Point localization data

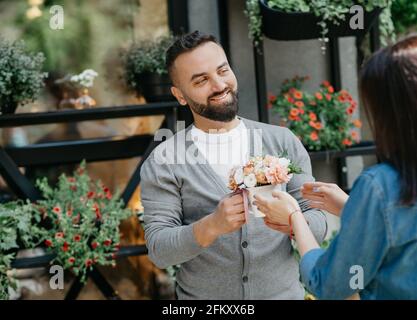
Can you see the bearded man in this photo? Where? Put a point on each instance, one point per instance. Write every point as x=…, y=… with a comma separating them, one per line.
x=191, y=217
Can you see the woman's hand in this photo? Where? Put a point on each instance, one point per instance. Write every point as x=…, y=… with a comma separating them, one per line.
x=278, y=209
x=325, y=196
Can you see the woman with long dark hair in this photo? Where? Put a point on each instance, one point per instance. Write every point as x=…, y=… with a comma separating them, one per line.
x=375, y=251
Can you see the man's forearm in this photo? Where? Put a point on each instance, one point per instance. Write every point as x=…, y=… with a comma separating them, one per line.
x=303, y=235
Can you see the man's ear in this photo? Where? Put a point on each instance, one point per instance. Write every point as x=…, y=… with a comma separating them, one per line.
x=178, y=95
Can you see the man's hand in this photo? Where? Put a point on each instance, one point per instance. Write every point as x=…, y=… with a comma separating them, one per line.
x=228, y=217
x=284, y=228
x=325, y=196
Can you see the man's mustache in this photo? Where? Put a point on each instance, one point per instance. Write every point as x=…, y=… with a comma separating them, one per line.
x=218, y=94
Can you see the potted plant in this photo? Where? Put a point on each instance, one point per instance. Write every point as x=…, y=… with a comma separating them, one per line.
x=145, y=70
x=83, y=218
x=21, y=76
x=16, y=225
x=300, y=19
x=322, y=120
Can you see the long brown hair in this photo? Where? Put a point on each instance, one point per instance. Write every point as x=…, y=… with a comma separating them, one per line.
x=388, y=89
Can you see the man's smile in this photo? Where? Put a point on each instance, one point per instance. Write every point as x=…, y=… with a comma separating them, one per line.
x=221, y=97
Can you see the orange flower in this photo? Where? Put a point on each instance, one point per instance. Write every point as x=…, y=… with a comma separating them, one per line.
x=357, y=123
x=294, y=118
x=294, y=112
x=314, y=136
x=298, y=94
x=347, y=142
x=299, y=104
x=313, y=116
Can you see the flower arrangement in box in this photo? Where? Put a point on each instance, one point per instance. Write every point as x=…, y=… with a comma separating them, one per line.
x=262, y=175
x=322, y=120
x=84, y=220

Directions for this task: The entries are to be printed exactly as written; the pictures are to be left out.

Answer for the task:
Can you see the bearded man in this photo? Where? Put a point on each instance, one point per instance. Write every point as x=…, y=… with a comma separating them, one per line.
x=191, y=217
Can you see the woman's hand in this photo? Where? Put a point on each instance, one point per instance. Write every point as x=…, y=… with a comma separating them, one per line.
x=278, y=209
x=325, y=196
Can you see the woman with long dark hair in this photo? Where? Put a point on each instance, one point per instance. Write every point as x=…, y=… with a comma separating them, one per line.
x=375, y=251
Can you see the man's forearm in this photo? Where? Put a point on each instance, one point per instance. Write every point as x=…, y=… with a comma separating them, one per line.
x=303, y=235
Can you see the man's ear in this photo? Where? Put a point on each instance, one point per instance. Write every point as x=…, y=… with a comma separating them, one per line.
x=178, y=95
Can you see the man's hand in this photo? Where? Put a point on each instance, one point per instance. Write every point as x=…, y=… with a comma separating them, one per line.
x=228, y=217
x=284, y=228
x=325, y=196
Can you see the man's mustache in this photo? Where? Put a point on each instance, one point per instance. Write every point as x=…, y=… with a comma separating them, one per line.
x=218, y=94
Can you see the potted plant in this photo? Where? Put a point on each instance, one point per instance. Write every point as x=…, y=… with a comma separating them, one per line.
x=145, y=70
x=83, y=218
x=21, y=76
x=16, y=225
x=300, y=19
x=322, y=120
Can you see the long brown hair in this photo? Where? Put a point on each instance, one point per instance. Write every point as x=…, y=… with a comma separating them, one per line.
x=388, y=89
Can you see the man's smile in this photo? Where? Put a point on each instance, one point per instance. Write every point as x=…, y=… with a comma separating them, one per line.
x=221, y=97
Can you see the orange flower in this photo? Where? Put a point on each instance, one point per instance. Write every point as x=…, y=… with a comma separating them, one per line.
x=357, y=123
x=294, y=118
x=294, y=112
x=314, y=136
x=298, y=94
x=347, y=142
x=299, y=104
x=313, y=116
Can you see the flower arrangement in box in this photo? Where? Put a point on each instance, one point per instance. Write every point as x=…, y=… with a comma separating them, one per line.
x=262, y=175
x=322, y=120
x=84, y=220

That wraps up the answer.